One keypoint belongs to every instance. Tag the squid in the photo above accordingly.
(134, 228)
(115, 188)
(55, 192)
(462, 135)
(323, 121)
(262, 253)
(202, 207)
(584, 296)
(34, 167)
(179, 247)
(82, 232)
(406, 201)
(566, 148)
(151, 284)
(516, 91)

■ ■ ■ ■ ■ ■ ■

> **WHAT YOU SHOULD DO**:
Format the material above as a two-column CSV with the header instruction,response and one row for each text and its answer. Put each in its own quoted field and replace line breaks with spaces.

> **EXERCISE RESULT**:
instruction,response
"One keypoint belongs to every instance. Tag the squid in the photo above accordingly.","(134, 228) (115, 188) (55, 192) (462, 135) (323, 121) (262, 253) (202, 207) (584, 296) (34, 167) (179, 247) (82, 232) (406, 201) (566, 148) (151, 284) (516, 91)"